• _Brief 1_
Reproduce the part of the passage on Big Knockout Boxing that opens with the words containing "Last month’s Middleweight" and closes with "the sixth round.", replacing "seven" with "eight".
• _Brief 2_
Decide whether each statement agrees with the passage on Big Knockout Boxing, answering yes or no and quoting the words that settle it: (a) The Pit is a circular arena enclosed by ropes. (b) Rosado knocked out Vera in the sixth round. (c) Championship fights in BKB last twelve rounds.
• _Brief 3_
Render this sentence from the passage on Big Knockout Boxing in Spanish: "Purists will decry it as a blasphemy against traditional boxing as it negates many of the defensive skills of their idols."

• _Source passage_
_ _ _ _
Last month’s Middleweight clash between Gabriel Rosado and Brian Vera may have been overlooked by the majority of fans, but its significance to the future of boxing should not be, as it heralded the arrival into the mainstream of BKB, Big Knockout Boxing. The bout took place not in a traditional boxing ring but in ‘The Pit’, a 17 foot diameter circular arena without any ropes or cage favored by other contact sports. With Championship fights taking place over seven, two minute rounds and under a new rules system designed to encourage more action and excitement, the main event did not disappoint. Rosado put on a magnificent display of controlled aggression eventually knocking out Vera with seconds to go at the end of the sixth round.
With the sport still in its infancy, Big Knockout Boxing will undoubtedly have many detractors quick to brand it as simplistic violence for uneducated boxing fans. Purists will decry it as a blasphemy against traditional boxing as it negates many of the defensive skills of their idols. But boxing fans should not overlook the interest BKB promises to bring to a sport that has seen better days. Whilst I understand the feelings many have about traditional notions of the ‘Sweet science’, fans have grown frustrated at being asked to pay top dollar to watch boring fights and have expressed a desire for change. Change that forces fighters to engage more and not simply run or hold. Change that encourages fighters to win decisively by knockout rather than relying on the judges’ scorecards. And change that will provide the excitement and drama necessary to attract new fans the sport. Casual fans and TV audiences simply do not want to watch two ‘Scientists’ run, hold or jab their way through twelve rounds of tedium refereed by a United Nations Peace keeper!
_ _ _ _
Collected data entries
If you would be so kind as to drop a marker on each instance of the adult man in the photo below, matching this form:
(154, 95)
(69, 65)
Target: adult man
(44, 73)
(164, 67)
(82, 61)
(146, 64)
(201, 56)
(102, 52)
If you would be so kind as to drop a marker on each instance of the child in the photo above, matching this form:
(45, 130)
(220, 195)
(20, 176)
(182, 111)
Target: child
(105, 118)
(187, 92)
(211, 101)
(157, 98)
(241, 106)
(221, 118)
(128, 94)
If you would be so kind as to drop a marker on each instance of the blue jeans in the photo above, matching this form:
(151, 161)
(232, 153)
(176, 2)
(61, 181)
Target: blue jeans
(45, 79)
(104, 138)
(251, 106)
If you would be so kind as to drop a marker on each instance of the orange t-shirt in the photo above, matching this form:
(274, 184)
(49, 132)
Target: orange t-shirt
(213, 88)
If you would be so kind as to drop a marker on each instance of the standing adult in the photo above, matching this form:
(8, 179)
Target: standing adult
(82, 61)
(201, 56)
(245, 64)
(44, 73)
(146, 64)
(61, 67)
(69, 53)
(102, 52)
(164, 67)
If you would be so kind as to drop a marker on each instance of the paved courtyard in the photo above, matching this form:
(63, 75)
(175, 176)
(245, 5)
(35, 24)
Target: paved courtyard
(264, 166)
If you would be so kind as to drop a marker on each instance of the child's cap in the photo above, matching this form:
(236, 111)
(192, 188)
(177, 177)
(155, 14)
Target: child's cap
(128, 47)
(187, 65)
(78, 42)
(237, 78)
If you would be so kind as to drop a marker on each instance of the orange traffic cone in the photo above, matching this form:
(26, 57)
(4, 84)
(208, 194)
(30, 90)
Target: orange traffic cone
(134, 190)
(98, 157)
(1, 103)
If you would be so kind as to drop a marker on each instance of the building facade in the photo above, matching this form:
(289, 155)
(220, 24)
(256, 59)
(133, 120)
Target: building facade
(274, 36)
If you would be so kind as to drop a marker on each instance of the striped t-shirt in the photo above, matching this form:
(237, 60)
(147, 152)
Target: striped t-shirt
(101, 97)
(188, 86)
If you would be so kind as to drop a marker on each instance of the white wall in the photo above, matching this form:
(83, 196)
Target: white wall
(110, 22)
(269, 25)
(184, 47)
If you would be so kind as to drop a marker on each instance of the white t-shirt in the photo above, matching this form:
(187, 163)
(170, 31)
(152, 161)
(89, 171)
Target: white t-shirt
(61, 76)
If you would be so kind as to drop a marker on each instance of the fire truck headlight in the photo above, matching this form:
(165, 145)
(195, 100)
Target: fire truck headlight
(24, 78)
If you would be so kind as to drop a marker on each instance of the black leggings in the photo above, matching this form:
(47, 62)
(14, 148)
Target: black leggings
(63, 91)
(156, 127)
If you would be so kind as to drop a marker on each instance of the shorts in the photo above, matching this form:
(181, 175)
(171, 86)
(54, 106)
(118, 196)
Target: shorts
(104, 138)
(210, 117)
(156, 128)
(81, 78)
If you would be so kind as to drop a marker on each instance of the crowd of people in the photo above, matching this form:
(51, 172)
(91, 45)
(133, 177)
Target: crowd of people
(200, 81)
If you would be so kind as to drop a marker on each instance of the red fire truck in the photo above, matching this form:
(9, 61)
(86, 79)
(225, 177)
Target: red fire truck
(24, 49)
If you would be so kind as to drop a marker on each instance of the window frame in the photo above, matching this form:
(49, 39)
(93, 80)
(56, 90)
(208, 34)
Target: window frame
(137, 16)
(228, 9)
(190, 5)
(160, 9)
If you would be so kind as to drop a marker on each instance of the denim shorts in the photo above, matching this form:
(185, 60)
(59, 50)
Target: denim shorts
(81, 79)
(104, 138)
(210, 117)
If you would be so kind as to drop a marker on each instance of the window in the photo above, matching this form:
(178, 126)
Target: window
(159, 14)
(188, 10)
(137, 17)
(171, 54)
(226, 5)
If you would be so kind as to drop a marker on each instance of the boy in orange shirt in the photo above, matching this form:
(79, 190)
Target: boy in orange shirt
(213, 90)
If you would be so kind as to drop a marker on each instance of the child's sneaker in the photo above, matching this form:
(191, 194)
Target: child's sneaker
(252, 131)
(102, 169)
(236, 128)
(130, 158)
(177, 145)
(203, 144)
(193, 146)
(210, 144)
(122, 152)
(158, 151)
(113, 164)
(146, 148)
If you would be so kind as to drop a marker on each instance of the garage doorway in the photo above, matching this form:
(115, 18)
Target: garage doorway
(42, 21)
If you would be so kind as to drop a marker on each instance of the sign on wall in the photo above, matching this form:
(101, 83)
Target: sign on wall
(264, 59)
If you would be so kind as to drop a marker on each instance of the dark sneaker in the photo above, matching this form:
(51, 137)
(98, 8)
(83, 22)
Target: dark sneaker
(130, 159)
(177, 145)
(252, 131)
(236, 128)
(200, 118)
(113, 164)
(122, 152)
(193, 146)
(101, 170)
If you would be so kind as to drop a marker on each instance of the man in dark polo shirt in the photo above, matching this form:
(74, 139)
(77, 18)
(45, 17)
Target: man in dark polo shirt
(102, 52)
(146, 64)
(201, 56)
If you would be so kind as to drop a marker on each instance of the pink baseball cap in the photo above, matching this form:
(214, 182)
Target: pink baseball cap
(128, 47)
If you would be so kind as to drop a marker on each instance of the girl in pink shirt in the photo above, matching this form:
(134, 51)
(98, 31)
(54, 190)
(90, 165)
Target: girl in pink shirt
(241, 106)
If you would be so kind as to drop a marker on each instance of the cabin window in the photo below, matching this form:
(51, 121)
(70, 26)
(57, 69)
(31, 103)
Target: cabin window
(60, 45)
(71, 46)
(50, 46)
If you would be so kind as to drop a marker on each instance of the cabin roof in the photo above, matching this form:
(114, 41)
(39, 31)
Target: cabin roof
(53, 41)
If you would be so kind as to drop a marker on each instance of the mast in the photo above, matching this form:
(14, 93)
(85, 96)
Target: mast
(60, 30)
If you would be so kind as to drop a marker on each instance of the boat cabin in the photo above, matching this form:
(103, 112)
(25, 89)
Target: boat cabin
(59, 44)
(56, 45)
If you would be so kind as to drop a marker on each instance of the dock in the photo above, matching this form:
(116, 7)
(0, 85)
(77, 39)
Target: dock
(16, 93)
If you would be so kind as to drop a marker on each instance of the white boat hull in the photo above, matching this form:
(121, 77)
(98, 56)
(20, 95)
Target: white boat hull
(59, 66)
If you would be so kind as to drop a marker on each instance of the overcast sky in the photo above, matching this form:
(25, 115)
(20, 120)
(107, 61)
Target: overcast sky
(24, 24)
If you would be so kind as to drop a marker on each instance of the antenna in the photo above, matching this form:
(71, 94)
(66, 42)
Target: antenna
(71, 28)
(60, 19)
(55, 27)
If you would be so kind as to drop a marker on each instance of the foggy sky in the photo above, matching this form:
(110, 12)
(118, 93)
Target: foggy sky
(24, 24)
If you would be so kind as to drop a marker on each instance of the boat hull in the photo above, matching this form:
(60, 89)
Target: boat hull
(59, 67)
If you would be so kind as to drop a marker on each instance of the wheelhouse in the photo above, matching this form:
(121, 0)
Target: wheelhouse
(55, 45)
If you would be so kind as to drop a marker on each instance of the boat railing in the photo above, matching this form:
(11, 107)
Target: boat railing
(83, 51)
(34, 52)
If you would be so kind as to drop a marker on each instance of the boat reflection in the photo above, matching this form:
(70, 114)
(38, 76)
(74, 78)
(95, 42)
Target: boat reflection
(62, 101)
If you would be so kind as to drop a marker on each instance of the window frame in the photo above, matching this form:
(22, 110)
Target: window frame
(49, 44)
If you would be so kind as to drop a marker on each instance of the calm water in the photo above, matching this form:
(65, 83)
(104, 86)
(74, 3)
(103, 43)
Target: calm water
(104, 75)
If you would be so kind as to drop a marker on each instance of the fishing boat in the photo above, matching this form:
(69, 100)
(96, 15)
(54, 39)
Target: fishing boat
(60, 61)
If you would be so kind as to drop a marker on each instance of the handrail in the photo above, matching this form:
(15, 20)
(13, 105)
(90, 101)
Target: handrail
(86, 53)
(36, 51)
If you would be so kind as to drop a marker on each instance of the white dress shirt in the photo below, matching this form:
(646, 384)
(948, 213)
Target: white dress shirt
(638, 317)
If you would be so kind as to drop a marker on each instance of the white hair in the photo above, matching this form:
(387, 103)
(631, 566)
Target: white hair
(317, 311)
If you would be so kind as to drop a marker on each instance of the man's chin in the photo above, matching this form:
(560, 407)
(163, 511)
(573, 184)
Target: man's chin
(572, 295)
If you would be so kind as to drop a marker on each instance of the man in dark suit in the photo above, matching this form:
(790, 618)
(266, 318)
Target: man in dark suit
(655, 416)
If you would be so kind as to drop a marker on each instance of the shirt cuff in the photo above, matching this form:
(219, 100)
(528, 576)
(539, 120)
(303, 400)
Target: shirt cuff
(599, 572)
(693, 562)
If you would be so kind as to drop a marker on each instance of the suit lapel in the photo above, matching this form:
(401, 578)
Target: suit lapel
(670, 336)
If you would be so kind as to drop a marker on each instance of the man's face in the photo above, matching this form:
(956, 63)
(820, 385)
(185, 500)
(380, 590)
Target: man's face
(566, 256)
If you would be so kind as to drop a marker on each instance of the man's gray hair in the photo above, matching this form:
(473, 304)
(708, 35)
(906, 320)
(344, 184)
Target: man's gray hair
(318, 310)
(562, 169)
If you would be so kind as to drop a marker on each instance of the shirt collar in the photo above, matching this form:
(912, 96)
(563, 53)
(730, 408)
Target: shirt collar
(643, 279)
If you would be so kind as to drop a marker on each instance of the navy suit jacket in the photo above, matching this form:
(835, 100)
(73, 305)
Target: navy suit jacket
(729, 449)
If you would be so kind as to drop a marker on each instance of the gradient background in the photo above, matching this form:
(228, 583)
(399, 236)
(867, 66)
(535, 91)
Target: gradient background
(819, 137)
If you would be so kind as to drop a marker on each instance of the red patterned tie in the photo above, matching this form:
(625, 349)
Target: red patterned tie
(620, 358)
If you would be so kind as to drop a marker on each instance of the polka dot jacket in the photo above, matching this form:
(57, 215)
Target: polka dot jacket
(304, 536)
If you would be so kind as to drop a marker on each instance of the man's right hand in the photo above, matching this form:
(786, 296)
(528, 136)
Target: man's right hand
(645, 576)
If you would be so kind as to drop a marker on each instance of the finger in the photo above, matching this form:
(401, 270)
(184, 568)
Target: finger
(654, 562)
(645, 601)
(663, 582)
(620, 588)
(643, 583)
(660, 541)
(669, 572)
_ _ _ _
• _Exercise output 1_
Last month’s Middleweight clash between Gabriel Rosado and Brian Vera may have been overlooked by the majority of fans, but its significance to the future of boxing should not be, as it heralded the arrival into the mainstream of BKB, Big Knockout Boxing. The bout took place not in a traditional boxing ring but in ‘The Pit’, a 17 foot diameter circular arena without any ropes or cage favored by other contact sports. With Championship fights taking place over eight, two minute rounds and under a new rules system designed to encourage more action and excitement, the main event did not disappoint. Rosado put on a magnificent display of controlled aggression eventually knocking out Vera with seconds to go at the end of the sixth round.

• _Exercise output 2_
(a) No: "without any ropes or cage"
(b) Yes: "eventually knocking out Vera with seconds to go at the end of the sixth round"
(c) No: "With Championship fights taking place over seven, two minute rounds"

• _Exercise output 3_
Los puristas lo denunciarán como una blasfemia contra el boxeo tradicional, ya que anula muchas de las habilidades defensivas de sus ídolos.